_Exercise inputs_.
##########
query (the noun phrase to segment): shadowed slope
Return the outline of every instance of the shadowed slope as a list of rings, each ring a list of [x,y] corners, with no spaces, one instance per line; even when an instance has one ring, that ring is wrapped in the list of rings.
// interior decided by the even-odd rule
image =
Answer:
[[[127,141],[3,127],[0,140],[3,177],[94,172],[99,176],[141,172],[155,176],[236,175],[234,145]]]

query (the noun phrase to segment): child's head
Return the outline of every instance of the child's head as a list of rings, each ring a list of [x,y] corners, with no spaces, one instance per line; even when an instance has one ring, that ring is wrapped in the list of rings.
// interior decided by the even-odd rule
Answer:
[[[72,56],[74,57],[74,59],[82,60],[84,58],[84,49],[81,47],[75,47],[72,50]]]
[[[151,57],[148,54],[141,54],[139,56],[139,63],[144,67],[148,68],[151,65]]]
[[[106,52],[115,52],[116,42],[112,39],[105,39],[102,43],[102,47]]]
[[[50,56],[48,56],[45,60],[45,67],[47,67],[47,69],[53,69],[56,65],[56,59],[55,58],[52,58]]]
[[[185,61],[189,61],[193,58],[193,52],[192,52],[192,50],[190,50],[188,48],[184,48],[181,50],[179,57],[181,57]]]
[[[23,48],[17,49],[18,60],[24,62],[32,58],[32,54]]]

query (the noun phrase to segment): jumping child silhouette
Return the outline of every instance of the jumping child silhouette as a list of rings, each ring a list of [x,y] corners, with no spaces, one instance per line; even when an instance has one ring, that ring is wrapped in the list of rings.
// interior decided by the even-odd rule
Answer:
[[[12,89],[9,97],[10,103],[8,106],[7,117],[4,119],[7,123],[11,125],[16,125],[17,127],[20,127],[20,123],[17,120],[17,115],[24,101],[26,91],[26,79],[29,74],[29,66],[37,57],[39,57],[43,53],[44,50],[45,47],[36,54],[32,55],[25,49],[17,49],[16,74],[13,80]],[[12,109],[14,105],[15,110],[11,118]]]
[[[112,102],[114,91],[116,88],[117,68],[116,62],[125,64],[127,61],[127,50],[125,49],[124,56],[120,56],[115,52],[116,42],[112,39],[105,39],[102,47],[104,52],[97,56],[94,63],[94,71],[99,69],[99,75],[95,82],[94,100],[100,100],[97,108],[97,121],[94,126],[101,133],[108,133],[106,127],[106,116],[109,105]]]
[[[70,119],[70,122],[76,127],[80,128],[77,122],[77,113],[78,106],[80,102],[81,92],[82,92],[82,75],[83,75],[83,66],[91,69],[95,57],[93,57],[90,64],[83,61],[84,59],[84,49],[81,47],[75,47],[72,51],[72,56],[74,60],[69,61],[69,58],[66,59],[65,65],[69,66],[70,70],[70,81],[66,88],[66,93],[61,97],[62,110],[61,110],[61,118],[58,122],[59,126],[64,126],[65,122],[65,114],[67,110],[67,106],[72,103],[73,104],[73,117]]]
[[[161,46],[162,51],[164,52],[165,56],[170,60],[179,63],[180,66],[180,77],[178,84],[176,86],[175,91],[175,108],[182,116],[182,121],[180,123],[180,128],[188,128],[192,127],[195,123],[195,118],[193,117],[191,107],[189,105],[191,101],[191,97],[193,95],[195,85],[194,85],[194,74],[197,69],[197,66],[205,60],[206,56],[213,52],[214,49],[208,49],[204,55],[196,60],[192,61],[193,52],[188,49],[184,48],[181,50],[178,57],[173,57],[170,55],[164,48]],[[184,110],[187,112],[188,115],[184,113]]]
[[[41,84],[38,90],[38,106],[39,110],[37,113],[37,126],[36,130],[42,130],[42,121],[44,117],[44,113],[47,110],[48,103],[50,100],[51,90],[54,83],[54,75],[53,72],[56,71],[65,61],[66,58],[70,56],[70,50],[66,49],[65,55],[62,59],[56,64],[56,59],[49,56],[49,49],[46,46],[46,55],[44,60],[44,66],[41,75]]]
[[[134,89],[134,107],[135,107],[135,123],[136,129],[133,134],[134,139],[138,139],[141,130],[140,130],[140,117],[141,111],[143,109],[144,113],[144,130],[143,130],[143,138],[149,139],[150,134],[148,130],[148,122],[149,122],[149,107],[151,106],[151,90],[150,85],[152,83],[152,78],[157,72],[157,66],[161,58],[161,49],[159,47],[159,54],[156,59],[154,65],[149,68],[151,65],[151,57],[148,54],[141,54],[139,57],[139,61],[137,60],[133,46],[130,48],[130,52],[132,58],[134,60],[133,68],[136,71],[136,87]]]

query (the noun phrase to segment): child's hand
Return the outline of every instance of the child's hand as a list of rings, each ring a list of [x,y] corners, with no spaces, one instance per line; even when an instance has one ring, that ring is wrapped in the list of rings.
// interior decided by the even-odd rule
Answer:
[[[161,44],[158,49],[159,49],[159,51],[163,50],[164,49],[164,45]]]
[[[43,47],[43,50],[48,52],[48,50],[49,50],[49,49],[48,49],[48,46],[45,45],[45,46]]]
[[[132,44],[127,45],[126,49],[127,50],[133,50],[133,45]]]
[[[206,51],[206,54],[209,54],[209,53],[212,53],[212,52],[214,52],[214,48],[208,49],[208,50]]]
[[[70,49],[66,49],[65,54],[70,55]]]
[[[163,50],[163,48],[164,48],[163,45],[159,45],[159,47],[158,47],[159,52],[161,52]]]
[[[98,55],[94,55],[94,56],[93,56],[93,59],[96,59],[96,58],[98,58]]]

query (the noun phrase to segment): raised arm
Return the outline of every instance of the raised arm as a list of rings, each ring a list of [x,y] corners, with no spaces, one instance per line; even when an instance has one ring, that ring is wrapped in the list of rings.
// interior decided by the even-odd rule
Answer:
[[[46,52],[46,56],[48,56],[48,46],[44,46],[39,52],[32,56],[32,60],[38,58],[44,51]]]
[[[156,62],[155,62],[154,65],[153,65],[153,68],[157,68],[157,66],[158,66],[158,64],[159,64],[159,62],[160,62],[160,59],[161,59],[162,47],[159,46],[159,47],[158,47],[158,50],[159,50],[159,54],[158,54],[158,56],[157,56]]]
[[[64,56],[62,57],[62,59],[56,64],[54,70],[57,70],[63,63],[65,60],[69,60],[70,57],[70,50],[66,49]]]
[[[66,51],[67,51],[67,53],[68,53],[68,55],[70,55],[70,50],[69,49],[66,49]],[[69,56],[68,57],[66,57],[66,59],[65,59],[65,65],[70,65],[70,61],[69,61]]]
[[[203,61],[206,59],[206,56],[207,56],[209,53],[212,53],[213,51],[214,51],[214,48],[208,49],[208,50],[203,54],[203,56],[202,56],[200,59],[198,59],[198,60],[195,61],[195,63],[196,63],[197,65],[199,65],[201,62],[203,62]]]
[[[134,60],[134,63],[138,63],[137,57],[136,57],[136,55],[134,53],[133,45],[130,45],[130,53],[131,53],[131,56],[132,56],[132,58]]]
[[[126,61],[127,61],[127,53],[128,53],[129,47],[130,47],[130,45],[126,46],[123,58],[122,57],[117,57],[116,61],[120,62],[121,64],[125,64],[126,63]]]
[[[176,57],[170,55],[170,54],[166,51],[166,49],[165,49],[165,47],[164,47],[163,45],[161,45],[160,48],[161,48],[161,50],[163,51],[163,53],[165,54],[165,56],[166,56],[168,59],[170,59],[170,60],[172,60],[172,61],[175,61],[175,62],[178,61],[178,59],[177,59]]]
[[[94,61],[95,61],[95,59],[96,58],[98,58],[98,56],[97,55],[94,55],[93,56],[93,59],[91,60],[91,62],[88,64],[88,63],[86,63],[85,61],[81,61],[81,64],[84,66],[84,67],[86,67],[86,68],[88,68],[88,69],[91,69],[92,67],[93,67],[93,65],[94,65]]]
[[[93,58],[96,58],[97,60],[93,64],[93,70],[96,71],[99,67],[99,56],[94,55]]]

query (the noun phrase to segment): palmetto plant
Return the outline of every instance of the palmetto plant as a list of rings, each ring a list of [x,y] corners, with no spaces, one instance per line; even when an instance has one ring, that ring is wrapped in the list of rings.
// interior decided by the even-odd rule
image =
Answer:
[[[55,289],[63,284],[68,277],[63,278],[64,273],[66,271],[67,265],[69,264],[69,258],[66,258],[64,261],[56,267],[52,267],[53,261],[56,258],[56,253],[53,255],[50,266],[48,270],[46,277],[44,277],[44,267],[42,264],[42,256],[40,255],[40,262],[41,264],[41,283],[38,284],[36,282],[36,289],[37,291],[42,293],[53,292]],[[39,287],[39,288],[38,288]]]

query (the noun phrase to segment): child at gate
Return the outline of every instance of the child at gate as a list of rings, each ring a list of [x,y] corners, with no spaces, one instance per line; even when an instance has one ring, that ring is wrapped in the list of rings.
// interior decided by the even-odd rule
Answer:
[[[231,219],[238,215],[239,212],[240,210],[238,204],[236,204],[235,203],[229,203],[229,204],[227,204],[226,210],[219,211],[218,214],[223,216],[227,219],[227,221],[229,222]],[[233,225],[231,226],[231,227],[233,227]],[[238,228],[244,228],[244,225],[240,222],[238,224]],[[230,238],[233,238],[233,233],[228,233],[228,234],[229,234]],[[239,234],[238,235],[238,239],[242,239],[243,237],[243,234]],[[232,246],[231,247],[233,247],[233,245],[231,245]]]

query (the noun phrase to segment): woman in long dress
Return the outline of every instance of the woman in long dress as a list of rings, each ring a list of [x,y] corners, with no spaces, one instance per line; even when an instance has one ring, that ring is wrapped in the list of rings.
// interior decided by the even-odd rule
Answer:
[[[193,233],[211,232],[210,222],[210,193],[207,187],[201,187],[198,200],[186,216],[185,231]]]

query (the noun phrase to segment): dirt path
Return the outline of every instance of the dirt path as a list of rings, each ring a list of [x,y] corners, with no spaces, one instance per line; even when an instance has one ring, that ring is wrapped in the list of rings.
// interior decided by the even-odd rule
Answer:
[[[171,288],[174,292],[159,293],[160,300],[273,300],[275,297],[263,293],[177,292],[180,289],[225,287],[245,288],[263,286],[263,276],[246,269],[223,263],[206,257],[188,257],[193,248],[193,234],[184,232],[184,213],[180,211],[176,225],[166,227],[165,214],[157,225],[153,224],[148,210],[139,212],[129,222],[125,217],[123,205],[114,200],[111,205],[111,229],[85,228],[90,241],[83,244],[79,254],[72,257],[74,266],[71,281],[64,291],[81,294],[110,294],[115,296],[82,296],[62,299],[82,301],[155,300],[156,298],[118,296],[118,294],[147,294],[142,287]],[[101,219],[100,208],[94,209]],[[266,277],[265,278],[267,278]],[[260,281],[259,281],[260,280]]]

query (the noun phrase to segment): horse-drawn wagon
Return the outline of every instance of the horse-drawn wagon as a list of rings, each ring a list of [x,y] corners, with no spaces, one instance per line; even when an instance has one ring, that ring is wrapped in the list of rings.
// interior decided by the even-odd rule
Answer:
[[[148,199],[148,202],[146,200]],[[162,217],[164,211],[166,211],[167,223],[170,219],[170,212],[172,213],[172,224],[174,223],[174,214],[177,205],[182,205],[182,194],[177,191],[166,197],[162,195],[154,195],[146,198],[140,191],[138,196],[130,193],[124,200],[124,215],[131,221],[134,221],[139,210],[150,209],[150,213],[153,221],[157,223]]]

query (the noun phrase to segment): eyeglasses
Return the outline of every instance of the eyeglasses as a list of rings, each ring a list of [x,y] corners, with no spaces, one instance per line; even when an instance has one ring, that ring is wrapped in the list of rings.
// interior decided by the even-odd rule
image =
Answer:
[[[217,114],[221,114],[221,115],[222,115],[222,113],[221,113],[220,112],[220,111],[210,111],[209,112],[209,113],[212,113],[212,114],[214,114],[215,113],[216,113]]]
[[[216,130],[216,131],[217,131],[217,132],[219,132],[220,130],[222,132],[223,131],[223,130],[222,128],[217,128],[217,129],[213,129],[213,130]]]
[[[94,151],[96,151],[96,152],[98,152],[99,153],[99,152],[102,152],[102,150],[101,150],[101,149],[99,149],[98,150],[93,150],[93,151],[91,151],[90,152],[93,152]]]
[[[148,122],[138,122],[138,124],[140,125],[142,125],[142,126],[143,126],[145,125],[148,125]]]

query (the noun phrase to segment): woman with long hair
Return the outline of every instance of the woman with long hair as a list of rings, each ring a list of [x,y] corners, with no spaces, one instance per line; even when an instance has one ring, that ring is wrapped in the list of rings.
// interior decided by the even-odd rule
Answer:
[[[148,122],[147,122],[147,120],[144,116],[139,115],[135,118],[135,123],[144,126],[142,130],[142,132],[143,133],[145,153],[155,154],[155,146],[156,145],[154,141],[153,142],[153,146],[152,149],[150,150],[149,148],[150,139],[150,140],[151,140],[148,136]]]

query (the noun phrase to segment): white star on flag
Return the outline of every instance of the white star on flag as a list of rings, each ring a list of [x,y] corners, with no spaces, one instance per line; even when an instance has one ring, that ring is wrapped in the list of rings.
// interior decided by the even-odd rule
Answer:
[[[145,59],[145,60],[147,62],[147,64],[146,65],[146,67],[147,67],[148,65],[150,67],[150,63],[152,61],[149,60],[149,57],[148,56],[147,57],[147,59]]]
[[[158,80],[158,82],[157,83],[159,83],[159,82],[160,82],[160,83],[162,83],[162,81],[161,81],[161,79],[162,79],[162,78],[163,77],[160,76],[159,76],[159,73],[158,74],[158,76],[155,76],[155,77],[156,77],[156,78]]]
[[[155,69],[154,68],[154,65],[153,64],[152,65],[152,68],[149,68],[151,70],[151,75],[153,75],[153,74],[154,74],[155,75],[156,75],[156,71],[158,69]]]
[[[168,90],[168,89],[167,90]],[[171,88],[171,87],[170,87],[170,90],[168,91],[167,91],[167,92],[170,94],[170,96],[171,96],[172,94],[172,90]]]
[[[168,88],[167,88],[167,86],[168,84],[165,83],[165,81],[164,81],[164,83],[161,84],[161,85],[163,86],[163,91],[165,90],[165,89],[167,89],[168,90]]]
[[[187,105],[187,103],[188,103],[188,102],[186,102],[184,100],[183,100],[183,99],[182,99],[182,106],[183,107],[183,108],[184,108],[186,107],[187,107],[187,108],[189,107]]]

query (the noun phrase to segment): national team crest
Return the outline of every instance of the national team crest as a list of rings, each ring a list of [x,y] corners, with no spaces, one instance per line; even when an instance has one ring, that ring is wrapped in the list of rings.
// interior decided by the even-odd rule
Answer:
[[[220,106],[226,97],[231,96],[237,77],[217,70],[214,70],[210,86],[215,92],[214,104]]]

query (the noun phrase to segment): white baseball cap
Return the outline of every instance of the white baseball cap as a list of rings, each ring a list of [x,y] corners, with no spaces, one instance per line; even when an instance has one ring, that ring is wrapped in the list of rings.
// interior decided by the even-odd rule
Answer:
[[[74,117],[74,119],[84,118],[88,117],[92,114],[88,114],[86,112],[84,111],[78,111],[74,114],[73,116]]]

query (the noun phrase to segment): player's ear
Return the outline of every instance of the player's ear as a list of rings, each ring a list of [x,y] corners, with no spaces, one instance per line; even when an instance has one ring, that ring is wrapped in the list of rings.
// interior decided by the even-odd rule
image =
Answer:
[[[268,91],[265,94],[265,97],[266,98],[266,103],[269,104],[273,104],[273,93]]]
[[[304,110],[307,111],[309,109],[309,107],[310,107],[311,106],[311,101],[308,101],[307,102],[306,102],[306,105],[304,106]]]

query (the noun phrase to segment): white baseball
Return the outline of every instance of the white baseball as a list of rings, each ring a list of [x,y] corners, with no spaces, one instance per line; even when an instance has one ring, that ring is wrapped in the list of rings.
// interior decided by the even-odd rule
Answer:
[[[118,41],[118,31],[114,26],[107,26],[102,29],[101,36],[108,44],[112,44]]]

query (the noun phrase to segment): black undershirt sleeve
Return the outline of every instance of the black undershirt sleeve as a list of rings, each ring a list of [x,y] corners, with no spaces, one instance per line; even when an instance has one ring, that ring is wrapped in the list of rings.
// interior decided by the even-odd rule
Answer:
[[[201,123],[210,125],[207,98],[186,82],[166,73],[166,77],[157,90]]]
##########
_Goal_.
Copy everything from the line containing "query (the noun phrase to segment): child's hand" down to the line containing "[[[132,44],[127,45],[126,49],[127,50],[133,50],[133,45]]]", swapping "child's hand" for "child's fist" and leaving the rest unchanged.

_Answer to the task_.
query (the noun phrase to segment): child's fist
Return the outline of every instance of the child's fist as a list of rings, each ring a list of [x,y] corners, with no spaces, one instance per line; even when an instance has one ring, that ring is wrapped in the list of rings.
// interior decided by the even-odd rule
Answer:
[[[161,44],[158,49],[159,49],[159,51],[163,50],[164,49],[164,45]]]
[[[43,47],[43,50],[48,52],[48,50],[49,50],[49,49],[48,49],[48,46],[45,45],[45,46]]]
[[[132,44],[127,45],[126,49],[127,50],[133,50],[133,45]]]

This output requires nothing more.